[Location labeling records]
— START —
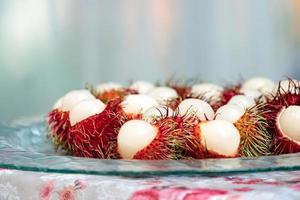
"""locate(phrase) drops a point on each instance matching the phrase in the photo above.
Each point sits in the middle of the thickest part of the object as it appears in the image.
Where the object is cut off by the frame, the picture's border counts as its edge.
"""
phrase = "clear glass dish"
(24, 146)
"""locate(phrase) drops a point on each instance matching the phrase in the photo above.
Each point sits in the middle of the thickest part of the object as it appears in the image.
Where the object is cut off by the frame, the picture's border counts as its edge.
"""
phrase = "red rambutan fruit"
(283, 117)
(219, 139)
(59, 124)
(96, 136)
(166, 138)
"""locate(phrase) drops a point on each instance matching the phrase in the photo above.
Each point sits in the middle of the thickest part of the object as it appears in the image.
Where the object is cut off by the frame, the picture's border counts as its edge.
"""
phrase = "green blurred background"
(50, 47)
— END —
▶ [GIVEN TASK]:
Copy out all the rows above, putting "places a marker" in place of "drops a point" everywhere and changing nothing else. Leave the pictures out.

▶ [TASK ANSWER]:
"""locate(phrase) places a marker on each instance matching the phrase in the photo above.
Each point sits in the middle of the thickest part of the object as it appears in the image.
Where the object is cut off by the frame, the picture's border counts as its edge.
"""
phrase = "clear glass dish"
(24, 146)
"""locate(phrase) places a marker on each instance matching the phrase in the photo above.
Each point sits in the middle of the thickest part of the object as it appears in the image.
Where the object is cut off by the frame, the picture's border counts as its edge.
"""
phrase = "red rambutan fruit"
(283, 117)
(219, 139)
(59, 124)
(96, 136)
(166, 138)
"""locate(phrase) places a marker on each instance matching the phrase in the photo above.
Each point sits in the middle of the thickest part of the object as it appears in the image.
Where the object is cut off by the frame, the picture's border counts as its edge.
"""
phrase = "green blurred background"
(50, 47)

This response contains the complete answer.